▶ GIVEN PASSAGE:

· · · ·

What is a good ratio of useful pages to these irrelevant pages?

"This always depends on your website. There isn't an ideal ratio you should aim for. If something's relevant - it's relevant. It's about sending out everything which is not relevant. Just let the data talk."

How do you define what a user is likely to like? Is it based upon user behaviour, or do you have to have a group of people analyse that page to ensure it's a relevant and appropriate part of the buying cycle?

"What you're referring to is the long click, and this is Google's main goal. They want somebody to click through to your page and stay on your site - not just be a one-hit-wonder on one page. They want you to surf through to your other pages on your site and not go back to the SERP.

· · · ·

▶ REQUIREMENT 1:
For the passage on website relevance, decide whether each statement below agrees with it. Answer yes or no and quote the words that settle it.
(a) The passage names an ideal ratio of useful to irrelevant pages that every site should aim for.
(b) The passage calls the long click Google's main goal.
(c) According to the passage, Google wants visitors to return to the SERP after viewing a single page.
▶ REQUIREMENT 2:
Extend the passage on website relevance, picking up after its final sentence.

▶ DATASET RECORDS:

· · · ·

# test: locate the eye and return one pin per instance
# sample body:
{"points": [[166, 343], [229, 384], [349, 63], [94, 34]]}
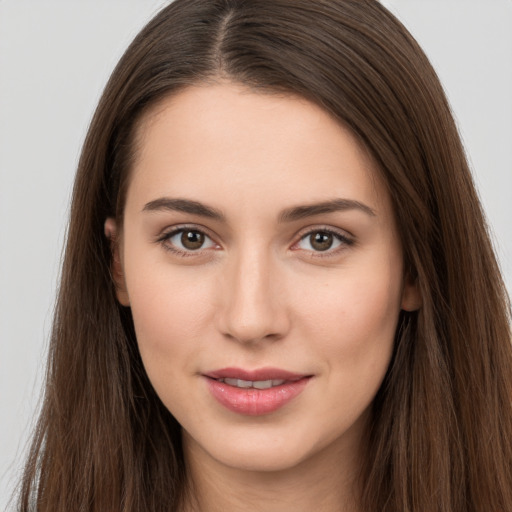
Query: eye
{"points": [[322, 240], [186, 240]]}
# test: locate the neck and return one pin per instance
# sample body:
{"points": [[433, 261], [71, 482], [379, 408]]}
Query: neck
{"points": [[325, 483]]}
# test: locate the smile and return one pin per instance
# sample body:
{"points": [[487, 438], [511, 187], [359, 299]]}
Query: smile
{"points": [[257, 384], [255, 393]]}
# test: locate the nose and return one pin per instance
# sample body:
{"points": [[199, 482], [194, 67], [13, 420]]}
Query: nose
{"points": [[253, 303]]}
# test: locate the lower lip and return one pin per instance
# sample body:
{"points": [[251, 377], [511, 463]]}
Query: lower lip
{"points": [[255, 402]]}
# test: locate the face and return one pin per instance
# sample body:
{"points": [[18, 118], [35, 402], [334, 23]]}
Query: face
{"points": [[262, 265]]}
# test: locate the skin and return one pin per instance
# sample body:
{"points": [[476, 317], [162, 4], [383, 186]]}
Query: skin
{"points": [[258, 293]]}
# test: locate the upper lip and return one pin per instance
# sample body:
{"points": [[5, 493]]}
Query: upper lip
{"points": [[255, 375]]}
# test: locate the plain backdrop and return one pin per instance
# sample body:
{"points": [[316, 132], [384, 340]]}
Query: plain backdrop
{"points": [[55, 57]]}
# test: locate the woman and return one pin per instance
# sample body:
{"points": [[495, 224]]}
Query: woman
{"points": [[278, 290]]}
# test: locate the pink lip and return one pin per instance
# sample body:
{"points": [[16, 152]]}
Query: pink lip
{"points": [[251, 401]]}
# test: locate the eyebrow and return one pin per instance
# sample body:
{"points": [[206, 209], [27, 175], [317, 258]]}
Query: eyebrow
{"points": [[335, 205], [289, 215], [185, 206]]}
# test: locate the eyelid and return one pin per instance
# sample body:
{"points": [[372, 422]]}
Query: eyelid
{"points": [[346, 239], [166, 234]]}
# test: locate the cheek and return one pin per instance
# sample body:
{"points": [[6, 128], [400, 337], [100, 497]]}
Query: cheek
{"points": [[169, 311], [354, 320]]}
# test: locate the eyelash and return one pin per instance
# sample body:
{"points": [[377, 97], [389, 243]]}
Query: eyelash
{"points": [[344, 241]]}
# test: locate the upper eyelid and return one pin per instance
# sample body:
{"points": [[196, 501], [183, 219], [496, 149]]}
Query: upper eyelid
{"points": [[169, 231], [326, 228]]}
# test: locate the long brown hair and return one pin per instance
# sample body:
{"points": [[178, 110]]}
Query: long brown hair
{"points": [[440, 438]]}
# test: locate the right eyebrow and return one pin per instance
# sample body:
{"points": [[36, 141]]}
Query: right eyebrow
{"points": [[185, 206]]}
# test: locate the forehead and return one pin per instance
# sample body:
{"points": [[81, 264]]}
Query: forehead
{"points": [[227, 139]]}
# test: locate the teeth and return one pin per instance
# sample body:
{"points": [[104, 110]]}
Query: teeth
{"points": [[258, 384]]}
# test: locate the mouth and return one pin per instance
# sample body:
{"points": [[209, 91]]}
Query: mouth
{"points": [[255, 392]]}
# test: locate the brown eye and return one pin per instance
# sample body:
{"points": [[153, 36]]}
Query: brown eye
{"points": [[192, 240], [321, 240]]}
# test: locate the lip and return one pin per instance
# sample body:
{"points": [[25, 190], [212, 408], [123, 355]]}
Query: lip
{"points": [[251, 401], [259, 374]]}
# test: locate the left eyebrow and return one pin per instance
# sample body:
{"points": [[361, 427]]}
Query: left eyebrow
{"points": [[335, 205]]}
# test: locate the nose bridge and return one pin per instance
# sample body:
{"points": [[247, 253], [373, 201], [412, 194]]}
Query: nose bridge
{"points": [[252, 308]]}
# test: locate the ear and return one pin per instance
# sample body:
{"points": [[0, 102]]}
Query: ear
{"points": [[411, 296], [116, 267]]}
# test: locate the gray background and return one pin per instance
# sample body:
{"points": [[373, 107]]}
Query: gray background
{"points": [[55, 57]]}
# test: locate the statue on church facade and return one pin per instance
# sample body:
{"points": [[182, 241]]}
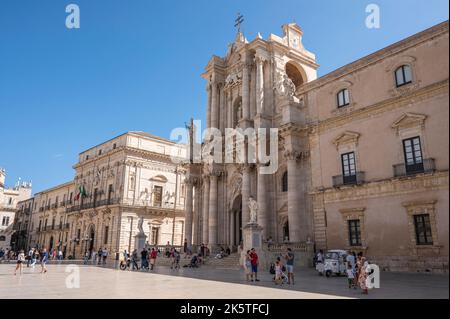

· · · ·

▶ ANSWER 1:
(a) No: "There isn't an ideal ratio you should aim for."
(b) Yes: "What you're referring to is the long click, and this is Google's main goal."
(c) No: "They want you to surf through to your other pages on your site and not go back to the SERP."

▶ ANSWER 2:
A search completion tells Google that the page really fulfilled the intent. But you've got to start way earlier also with pages, which Google basically promotes in the top ten. To see if users find this page relevant, and before you can even evaluate the long click behaviour, you need to understand if they are clicking through to your site - this is the first sign of relevance. You might think you have the perfect page, and you're getting into the top ten, but if nobody's clicking through to your site, it is a clear indication there might be a different intent here. Your content may be great but it's just not great content for this intent.

You need to be thinking of how you can make the best possible page to fulfil this intent. The most important aspect of modern SEO is not just aspiring to rank in the top ten but being the best possible result for that specific query."

What is the most common cause of index bloat?

"The worst is always online shops. They have all these products going in and out of stock, multiple categories, and tag pages. Just using an out-of-the-box CMS might create index bloat problems by introducing categories, as well as tags. And this can happen even to a blog or any site."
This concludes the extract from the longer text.